What you need to do: Among the entries below, find every line that contains the string "desk", then copy it.
──────────
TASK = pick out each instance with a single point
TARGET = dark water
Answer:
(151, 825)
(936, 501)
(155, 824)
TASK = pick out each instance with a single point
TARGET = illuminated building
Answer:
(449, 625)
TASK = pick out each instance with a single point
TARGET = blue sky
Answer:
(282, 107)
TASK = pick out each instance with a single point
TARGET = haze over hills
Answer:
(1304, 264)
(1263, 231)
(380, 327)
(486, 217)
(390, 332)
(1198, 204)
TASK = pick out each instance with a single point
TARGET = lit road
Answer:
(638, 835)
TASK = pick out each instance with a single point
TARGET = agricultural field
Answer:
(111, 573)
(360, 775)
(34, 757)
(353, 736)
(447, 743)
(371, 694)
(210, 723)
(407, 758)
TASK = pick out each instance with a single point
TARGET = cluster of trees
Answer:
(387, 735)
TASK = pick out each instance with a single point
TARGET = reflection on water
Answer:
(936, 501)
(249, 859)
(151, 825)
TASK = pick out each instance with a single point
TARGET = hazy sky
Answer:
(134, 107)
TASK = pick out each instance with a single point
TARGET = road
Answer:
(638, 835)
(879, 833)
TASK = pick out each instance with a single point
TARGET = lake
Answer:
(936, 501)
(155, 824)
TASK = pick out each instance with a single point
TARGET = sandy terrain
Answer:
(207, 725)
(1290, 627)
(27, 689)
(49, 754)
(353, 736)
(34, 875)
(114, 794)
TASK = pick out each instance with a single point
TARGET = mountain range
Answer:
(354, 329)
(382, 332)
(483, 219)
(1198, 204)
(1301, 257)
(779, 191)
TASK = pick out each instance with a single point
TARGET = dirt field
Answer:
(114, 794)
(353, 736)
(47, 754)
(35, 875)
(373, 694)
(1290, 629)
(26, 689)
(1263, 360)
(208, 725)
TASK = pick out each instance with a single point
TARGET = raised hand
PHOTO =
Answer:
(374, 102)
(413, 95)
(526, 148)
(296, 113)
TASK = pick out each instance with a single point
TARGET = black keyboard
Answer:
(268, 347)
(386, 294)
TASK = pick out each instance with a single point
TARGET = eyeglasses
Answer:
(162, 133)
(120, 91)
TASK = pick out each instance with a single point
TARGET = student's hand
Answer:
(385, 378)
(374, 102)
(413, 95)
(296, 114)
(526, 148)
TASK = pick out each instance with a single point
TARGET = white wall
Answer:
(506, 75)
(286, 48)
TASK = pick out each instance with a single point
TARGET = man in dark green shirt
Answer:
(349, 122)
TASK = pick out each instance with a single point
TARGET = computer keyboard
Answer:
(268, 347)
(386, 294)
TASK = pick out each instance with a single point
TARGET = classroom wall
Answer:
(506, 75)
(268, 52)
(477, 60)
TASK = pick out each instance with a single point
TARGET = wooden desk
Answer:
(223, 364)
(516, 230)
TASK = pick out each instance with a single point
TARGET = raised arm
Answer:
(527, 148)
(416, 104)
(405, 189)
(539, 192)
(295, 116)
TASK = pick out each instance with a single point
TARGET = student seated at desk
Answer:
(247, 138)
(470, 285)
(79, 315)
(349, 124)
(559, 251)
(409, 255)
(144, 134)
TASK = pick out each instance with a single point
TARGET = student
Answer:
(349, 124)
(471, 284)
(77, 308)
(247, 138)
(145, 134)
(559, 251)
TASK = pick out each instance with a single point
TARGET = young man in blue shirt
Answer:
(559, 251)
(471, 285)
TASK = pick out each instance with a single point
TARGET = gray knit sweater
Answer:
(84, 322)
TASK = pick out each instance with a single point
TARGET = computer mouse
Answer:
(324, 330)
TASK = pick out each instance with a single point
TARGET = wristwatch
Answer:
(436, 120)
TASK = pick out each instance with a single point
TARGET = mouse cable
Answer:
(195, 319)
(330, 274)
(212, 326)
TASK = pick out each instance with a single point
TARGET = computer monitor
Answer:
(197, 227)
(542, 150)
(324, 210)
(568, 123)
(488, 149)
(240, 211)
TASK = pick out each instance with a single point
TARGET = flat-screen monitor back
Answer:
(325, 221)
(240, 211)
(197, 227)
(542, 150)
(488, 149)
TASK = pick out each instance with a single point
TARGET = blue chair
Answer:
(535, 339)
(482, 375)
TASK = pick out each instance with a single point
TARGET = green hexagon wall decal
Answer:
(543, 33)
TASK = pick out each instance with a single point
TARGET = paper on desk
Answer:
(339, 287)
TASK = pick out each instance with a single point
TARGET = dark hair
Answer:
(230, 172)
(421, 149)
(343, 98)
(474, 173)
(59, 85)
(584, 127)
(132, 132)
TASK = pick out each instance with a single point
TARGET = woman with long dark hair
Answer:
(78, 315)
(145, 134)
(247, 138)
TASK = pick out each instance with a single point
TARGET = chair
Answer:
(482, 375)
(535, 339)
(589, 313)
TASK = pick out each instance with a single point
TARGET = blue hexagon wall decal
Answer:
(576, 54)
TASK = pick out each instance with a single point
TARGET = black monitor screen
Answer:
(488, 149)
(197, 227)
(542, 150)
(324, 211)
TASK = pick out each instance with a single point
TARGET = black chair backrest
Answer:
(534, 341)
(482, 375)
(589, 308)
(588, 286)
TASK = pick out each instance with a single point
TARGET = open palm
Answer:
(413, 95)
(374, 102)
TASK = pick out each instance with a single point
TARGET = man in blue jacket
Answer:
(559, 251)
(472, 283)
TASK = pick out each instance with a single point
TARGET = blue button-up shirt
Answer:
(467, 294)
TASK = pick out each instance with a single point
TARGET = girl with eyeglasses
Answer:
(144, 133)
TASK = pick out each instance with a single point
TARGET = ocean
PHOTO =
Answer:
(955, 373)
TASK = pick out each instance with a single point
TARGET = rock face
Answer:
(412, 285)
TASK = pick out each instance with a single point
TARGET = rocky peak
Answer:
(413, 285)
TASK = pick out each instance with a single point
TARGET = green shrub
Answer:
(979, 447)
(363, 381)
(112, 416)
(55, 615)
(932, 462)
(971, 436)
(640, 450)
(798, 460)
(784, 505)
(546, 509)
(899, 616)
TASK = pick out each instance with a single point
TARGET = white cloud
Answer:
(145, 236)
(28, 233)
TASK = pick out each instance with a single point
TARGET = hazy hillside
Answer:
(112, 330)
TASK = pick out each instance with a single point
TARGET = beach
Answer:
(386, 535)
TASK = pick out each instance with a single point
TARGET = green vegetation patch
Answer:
──────────
Response to the task:
TARGET = wooden desk
TARGET = student seated at desk
TARGET = paper on desk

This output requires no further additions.